▶

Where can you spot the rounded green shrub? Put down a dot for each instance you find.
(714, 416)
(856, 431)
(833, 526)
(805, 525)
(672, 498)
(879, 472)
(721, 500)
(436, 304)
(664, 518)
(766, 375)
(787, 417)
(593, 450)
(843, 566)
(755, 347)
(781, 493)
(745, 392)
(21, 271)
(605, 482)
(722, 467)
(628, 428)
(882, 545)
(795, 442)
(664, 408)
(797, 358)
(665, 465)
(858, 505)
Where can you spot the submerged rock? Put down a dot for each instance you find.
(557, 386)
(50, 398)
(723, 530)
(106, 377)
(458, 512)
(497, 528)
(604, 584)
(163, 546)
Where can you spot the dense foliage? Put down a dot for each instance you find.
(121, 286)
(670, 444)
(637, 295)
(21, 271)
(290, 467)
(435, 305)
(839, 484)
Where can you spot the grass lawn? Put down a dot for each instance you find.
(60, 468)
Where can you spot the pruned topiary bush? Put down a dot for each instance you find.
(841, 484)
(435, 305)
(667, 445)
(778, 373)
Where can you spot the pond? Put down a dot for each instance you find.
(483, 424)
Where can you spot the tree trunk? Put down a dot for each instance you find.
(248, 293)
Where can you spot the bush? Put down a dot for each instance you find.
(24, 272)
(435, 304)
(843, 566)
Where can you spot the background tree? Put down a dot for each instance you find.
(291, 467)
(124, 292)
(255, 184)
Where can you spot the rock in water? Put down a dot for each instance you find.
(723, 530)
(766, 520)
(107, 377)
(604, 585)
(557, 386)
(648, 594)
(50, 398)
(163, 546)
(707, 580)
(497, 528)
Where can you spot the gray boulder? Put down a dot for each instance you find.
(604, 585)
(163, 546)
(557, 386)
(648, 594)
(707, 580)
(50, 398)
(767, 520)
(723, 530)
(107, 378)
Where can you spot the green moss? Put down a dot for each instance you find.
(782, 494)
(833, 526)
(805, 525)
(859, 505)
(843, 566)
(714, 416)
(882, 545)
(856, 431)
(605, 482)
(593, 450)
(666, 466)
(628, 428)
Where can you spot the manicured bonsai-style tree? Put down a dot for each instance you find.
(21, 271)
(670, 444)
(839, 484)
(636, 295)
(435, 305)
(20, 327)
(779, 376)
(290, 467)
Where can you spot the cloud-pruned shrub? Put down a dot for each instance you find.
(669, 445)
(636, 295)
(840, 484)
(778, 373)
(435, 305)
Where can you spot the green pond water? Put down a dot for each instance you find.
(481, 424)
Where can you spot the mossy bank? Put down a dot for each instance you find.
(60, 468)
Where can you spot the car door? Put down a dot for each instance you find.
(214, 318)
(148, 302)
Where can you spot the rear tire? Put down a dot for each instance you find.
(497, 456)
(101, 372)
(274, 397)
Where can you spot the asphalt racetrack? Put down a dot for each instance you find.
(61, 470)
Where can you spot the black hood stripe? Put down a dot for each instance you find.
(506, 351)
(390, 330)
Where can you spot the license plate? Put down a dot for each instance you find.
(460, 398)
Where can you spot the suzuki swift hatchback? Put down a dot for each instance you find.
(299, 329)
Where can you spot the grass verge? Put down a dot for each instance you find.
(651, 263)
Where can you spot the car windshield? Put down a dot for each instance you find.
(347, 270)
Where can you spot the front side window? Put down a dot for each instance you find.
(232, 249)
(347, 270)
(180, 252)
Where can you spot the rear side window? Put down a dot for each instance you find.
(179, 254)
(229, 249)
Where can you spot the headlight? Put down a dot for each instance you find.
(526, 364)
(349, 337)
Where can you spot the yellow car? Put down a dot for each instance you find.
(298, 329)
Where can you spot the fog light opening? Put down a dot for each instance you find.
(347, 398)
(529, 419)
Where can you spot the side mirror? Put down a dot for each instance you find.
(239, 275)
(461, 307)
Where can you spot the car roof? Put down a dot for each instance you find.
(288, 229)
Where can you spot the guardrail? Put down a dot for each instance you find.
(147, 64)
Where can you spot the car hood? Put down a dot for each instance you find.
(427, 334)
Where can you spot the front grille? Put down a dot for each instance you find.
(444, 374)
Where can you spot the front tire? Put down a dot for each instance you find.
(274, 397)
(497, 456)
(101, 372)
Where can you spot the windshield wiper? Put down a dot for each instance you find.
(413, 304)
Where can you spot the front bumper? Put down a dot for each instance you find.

◀

■ **Problem to solve**
Write the entries as a JSON list of strings, one string per line and skipping blank lines, starting at the line that contains "Where can you spot the front grille?" and ending at the last line of the entries.

■ **Response to this exercise**
[
  "Where can you spot the front grille? Put down a dot for each instance you find.",
  "(444, 374)",
  "Where can you spot the front tire? Put down a dot for each instance you find.",
  "(274, 397)",
  "(497, 456)",
  "(101, 372)",
  "Where can you spot the windshield wiper? Put down a dot for each instance you find.",
  "(413, 304)",
  "Where can you spot the front bumper? Put down a dot for each instance you find."
]